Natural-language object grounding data
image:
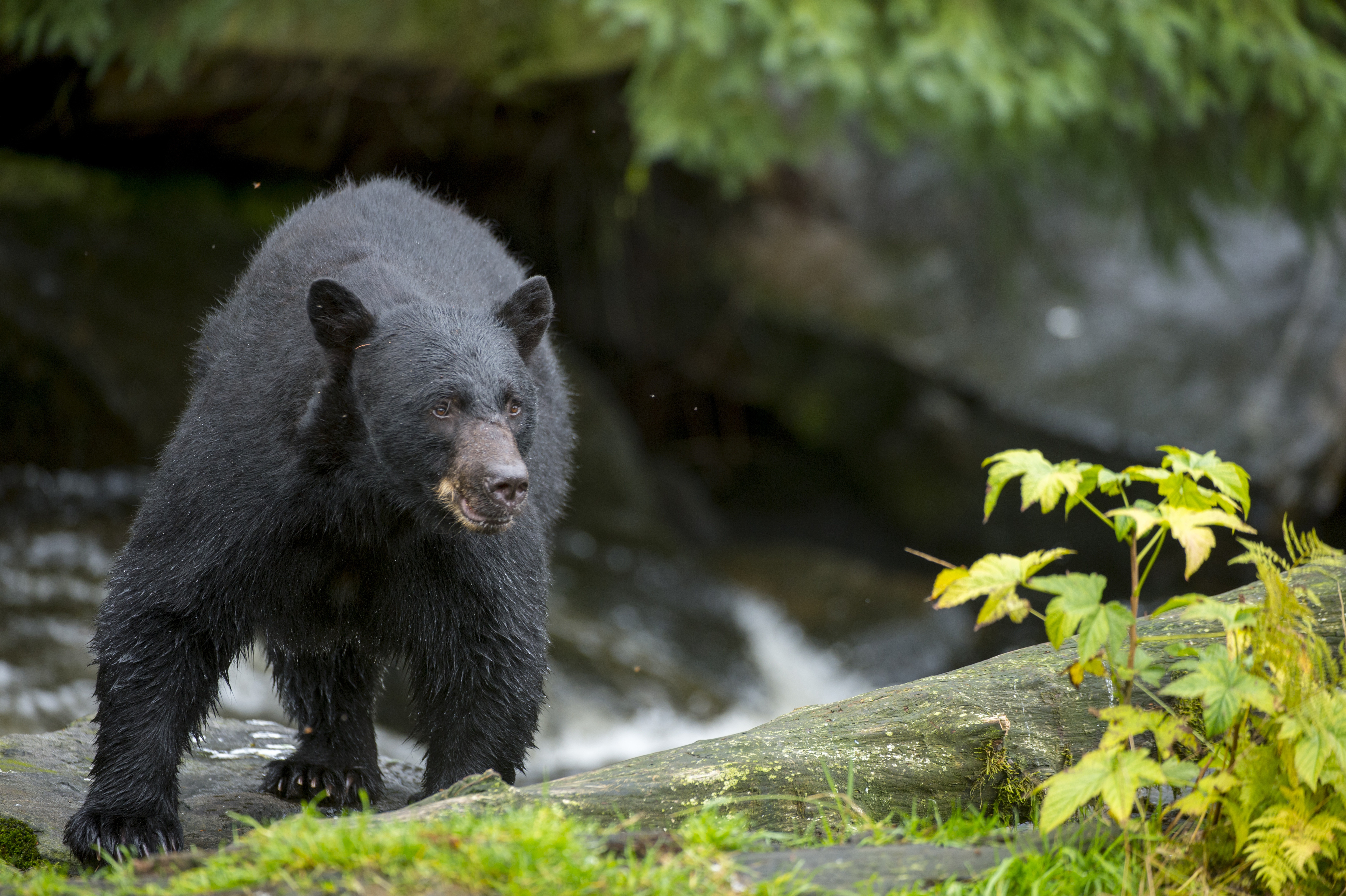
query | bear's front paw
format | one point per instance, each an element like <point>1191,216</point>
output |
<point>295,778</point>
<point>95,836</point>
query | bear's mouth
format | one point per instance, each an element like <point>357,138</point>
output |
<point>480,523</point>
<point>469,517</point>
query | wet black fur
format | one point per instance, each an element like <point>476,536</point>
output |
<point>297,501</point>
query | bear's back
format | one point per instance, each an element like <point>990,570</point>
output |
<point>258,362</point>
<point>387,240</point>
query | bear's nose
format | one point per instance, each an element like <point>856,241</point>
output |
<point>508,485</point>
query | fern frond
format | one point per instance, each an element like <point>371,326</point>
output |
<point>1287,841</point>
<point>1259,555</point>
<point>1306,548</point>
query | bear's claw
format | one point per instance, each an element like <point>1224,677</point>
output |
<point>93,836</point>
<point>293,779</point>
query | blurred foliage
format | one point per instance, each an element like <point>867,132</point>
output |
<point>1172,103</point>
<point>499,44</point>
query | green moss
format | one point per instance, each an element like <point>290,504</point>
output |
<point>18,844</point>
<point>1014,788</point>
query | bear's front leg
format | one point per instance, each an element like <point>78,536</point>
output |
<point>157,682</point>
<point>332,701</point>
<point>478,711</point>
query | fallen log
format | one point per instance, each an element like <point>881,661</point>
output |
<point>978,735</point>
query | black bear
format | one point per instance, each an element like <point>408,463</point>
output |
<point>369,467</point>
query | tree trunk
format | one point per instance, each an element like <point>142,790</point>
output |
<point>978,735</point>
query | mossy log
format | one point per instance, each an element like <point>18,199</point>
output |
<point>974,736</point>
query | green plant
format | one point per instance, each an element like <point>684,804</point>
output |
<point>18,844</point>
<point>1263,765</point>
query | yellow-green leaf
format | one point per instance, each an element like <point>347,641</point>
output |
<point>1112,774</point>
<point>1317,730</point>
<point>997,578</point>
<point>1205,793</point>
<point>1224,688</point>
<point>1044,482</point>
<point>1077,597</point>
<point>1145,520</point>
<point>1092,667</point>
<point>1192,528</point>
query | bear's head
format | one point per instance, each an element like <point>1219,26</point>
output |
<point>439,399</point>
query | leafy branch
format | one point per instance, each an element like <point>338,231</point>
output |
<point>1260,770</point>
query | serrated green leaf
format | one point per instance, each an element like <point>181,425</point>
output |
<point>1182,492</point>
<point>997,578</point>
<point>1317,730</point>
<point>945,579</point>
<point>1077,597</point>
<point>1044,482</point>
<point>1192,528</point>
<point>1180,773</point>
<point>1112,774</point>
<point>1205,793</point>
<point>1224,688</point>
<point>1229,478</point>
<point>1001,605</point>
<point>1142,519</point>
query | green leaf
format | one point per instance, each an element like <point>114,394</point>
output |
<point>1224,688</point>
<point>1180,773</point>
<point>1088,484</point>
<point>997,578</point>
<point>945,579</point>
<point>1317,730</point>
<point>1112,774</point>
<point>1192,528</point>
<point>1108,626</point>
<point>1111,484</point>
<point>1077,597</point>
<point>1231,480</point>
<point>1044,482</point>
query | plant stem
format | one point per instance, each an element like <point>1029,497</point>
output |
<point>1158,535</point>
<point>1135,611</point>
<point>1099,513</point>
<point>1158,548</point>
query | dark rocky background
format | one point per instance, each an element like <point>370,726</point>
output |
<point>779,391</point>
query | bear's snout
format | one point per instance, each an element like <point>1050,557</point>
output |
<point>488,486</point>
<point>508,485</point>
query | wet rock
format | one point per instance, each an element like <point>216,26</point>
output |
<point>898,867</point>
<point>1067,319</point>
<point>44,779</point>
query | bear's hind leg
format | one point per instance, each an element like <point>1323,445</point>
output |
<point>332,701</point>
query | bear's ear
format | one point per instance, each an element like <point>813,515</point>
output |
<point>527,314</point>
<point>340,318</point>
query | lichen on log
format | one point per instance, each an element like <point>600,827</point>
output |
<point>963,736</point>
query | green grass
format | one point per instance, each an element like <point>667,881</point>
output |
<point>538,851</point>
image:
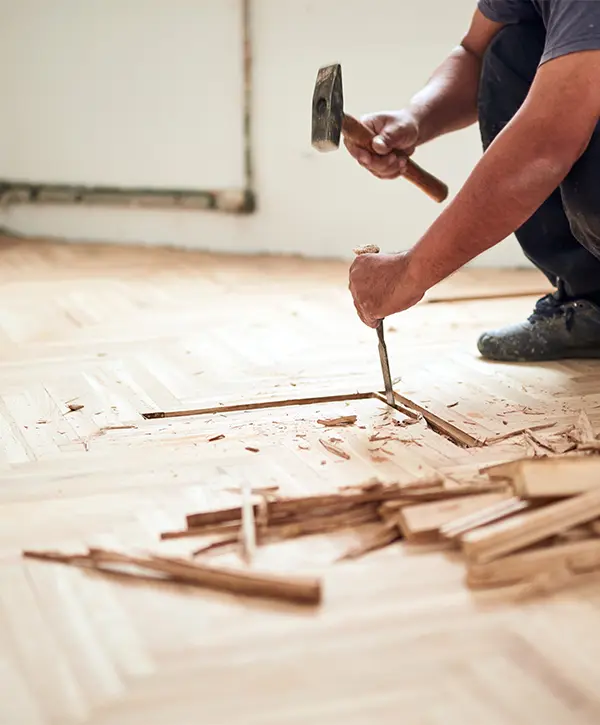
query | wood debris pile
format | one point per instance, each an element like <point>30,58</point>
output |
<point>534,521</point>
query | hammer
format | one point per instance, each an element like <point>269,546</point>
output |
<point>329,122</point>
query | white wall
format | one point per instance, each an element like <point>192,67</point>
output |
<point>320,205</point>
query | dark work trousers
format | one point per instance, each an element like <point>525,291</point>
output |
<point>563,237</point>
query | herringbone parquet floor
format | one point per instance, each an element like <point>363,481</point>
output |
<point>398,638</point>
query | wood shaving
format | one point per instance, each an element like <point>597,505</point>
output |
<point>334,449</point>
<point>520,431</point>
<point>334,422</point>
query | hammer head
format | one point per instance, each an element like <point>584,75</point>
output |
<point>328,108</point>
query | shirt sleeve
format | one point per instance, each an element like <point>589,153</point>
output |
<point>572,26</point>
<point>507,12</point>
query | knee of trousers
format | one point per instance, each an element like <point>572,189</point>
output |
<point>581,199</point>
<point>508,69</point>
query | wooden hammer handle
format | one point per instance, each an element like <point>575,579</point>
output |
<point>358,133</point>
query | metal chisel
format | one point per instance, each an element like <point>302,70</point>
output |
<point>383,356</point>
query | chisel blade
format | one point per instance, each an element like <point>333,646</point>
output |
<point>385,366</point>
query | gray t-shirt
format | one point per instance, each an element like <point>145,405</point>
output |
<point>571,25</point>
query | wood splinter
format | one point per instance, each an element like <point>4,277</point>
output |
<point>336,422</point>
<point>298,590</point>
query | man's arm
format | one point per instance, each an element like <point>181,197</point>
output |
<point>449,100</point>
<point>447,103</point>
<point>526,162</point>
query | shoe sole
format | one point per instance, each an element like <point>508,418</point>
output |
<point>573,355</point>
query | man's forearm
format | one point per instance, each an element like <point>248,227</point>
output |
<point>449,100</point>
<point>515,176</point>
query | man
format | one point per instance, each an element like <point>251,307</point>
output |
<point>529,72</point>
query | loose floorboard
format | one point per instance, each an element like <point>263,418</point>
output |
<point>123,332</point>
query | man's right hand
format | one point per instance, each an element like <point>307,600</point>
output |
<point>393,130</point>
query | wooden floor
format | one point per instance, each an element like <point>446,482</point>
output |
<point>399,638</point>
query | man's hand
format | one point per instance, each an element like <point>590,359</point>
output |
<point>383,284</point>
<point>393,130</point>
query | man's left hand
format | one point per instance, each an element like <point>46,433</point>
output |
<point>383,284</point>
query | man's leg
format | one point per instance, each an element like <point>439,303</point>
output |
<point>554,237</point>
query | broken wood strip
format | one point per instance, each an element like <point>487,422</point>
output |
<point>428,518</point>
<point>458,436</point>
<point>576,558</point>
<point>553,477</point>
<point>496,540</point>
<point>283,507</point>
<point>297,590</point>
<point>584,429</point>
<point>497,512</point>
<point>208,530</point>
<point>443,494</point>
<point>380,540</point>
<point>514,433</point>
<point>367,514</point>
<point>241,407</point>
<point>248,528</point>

• Work item:
Each record above should be duplicated word for word, with no pictures included.

• Result of the task:
image:
query | bear's front paw
format | one point per instance, each an element like <point>1191,216</point>
output |
<point>295,778</point>
<point>95,836</point>
query | bear's mouth
format | one point per instance, each an element like <point>357,138</point>
output |
<point>480,523</point>
<point>469,517</point>
query | wet black fur
format | one point per instance, each an element like <point>476,536</point>
output |
<point>297,501</point>
query | bear's back
format | one point per instance, each an element like <point>990,570</point>
output |
<point>258,362</point>
<point>387,240</point>
query | bear's nose
format | one point per instance, each an element like <point>856,241</point>
output |
<point>508,485</point>
query | fern frond
format | one point per instance, each an element like <point>371,326</point>
output |
<point>1287,841</point>
<point>1259,555</point>
<point>1306,548</point>
query | bear's claw
format | one point per instance, each an element like <point>1224,677</point>
output |
<point>93,836</point>
<point>293,779</point>
query | blurred foliage
format | one point per instance, each an element like <point>867,132</point>
output |
<point>1172,103</point>
<point>499,44</point>
query | green moss
format | one point per instance, each an element like <point>290,504</point>
output |
<point>18,844</point>
<point>1014,788</point>
query | bear's front leg
format | one point per instance, each an element like <point>78,536</point>
output |
<point>157,682</point>
<point>332,701</point>
<point>478,711</point>
query | fallen log
format | one point per instance, each an element like <point>881,661</point>
output |
<point>978,735</point>
query | black bear
format | one point per instance, each an element like <point>408,463</point>
output |
<point>369,467</point>
query | tree trunk
format | one point per instance, each an element like <point>142,790</point>
output |
<point>978,735</point>
query | mossy log
format | one point per instance, each an element like <point>18,199</point>
output |
<point>974,736</point>
query | green plant
format | one point per instance, each an element like <point>684,804</point>
output |
<point>18,844</point>
<point>1263,765</point>
query | yellow-green leaf
format | one point per instance, each an element like <point>347,641</point>
output |
<point>1112,774</point>
<point>1317,730</point>
<point>997,578</point>
<point>1205,793</point>
<point>1224,688</point>
<point>1044,482</point>
<point>1077,597</point>
<point>1145,520</point>
<point>1092,667</point>
<point>1192,528</point>
query | bear's head
format | one point per instance, each an element like <point>1219,26</point>
output |
<point>439,399</point>
query | leafy branch
format | one point per instance, each an element like <point>338,231</point>
output |
<point>1260,770</point>
query | serrated green leaf
format | one point per instance, each an element like <point>181,425</point>
output |
<point>1182,492</point>
<point>997,578</point>
<point>1317,730</point>
<point>945,579</point>
<point>1077,597</point>
<point>1044,482</point>
<point>1192,528</point>
<point>1180,773</point>
<point>1112,774</point>
<point>1205,793</point>
<point>1224,688</point>
<point>1229,478</point>
<point>1001,605</point>
<point>1142,519</point>
query | green leaf
format | one point per instance, each an element like <point>114,394</point>
output |
<point>1224,688</point>
<point>1180,773</point>
<point>1088,484</point>
<point>997,578</point>
<point>945,579</point>
<point>1317,730</point>
<point>1112,774</point>
<point>1192,528</point>
<point>1108,626</point>
<point>1111,484</point>
<point>1077,597</point>
<point>1231,480</point>
<point>1044,482</point>
query | plant stem
format | one point per instance, each an element like <point>1029,497</point>
output |
<point>1158,535</point>
<point>1135,611</point>
<point>1099,513</point>
<point>1158,548</point>
query | dark rocky background
format | one point per instance, each an element like <point>370,726</point>
output |
<point>779,391</point>
query | bear's snout
format | one point per instance, each an element like <point>1050,557</point>
output |
<point>488,486</point>
<point>508,485</point>
query | wet rock
format | one point per instance, each an element like <point>216,26</point>
output |
<point>898,867</point>
<point>1067,319</point>
<point>44,779</point>
query | bear's hind leg
format | one point per instance, each an element like <point>1323,445</point>
output |
<point>332,701</point>
query | bear's ear
format | one point per instance, each an element like <point>813,515</point>
output |
<point>527,314</point>
<point>340,318</point>
query | lichen on log
format | one point per instance, each an element like <point>600,827</point>
output |
<point>963,736</point>
query | green grass
format | one point per instance, each an element like <point>667,881</point>
output |
<point>538,851</point>
image:
query | wood debris pile
format | one point per instance, each an element like <point>30,58</point>
output |
<point>534,521</point>
query | hammer
format | one point per instance, each an element like <point>269,546</point>
output |
<point>329,122</point>
query | white wall
format | one point per instance, each an element like <point>192,67</point>
output |
<point>320,205</point>
query | dark work trousers
format | one point per instance, each an element like <point>525,291</point>
output |
<point>563,237</point>
query | herringbone parquet floor
format | one point per instance, each an element like <point>363,481</point>
output |
<point>398,638</point>
query | wood shaving
format | one point per instance, each an element like <point>597,505</point>
output |
<point>334,449</point>
<point>520,431</point>
<point>334,422</point>
query | hammer head
format | one point per instance, each an element like <point>584,75</point>
output |
<point>328,108</point>
query | shirt sleeve
format | one point per instance, each an element like <point>589,153</point>
output |
<point>572,26</point>
<point>507,12</point>
query | knee of trousers
format | one point per instance, each an element like <point>572,189</point>
output |
<point>581,199</point>
<point>508,69</point>
query | wooden hammer handle
format | one point per instance, each an element like <point>575,579</point>
output |
<point>358,133</point>
query | metal chisel
format | one point per instance, each an element like <point>302,70</point>
output |
<point>383,356</point>
query | chisel blade
format | one point per instance, each an element like <point>333,646</point>
output |
<point>385,366</point>
query | gray t-shirt
format | one point per instance, each an element like <point>145,405</point>
output |
<point>571,25</point>
query | wood splinter
format | one point per instance, each an element like <point>4,277</point>
output |
<point>336,422</point>
<point>298,590</point>
query | man's arm
format | one point per instance, each an element like <point>181,197</point>
output |
<point>449,100</point>
<point>447,103</point>
<point>526,162</point>
query | shoe sole
format | one point per instance, each an element like <point>508,418</point>
output |
<point>573,355</point>
query | man's forearm
format | one point per instance, each an element like <point>248,227</point>
output |
<point>449,100</point>
<point>515,176</point>
query | man
format | one point per instance, each an element like <point>251,307</point>
output |
<point>529,72</point>
query | loose floorboard
format | one point per instance, each an element like <point>263,418</point>
output |
<point>123,332</point>
query | man's right hand
format | one point per instance, each an element like <point>307,600</point>
output |
<point>393,130</point>
query | wooden floor
format | one point per instance, each an element like <point>446,482</point>
output |
<point>399,638</point>
query | man's hand
format | one point per instance, each an element like <point>590,359</point>
output |
<point>383,284</point>
<point>393,130</point>
query | man's left hand
format | one point per instance, each an element like <point>46,433</point>
output |
<point>383,284</point>
query | man's leg
format | one point per instance, each an element like <point>439,303</point>
output |
<point>554,237</point>
query | broken wood strip
format | one point per instance, each an element like <point>487,422</point>
output |
<point>428,518</point>
<point>458,436</point>
<point>576,558</point>
<point>553,477</point>
<point>496,540</point>
<point>283,507</point>
<point>297,590</point>
<point>584,429</point>
<point>497,512</point>
<point>208,530</point>
<point>443,494</point>
<point>380,540</point>
<point>514,433</point>
<point>367,514</point>
<point>241,407</point>
<point>248,528</point>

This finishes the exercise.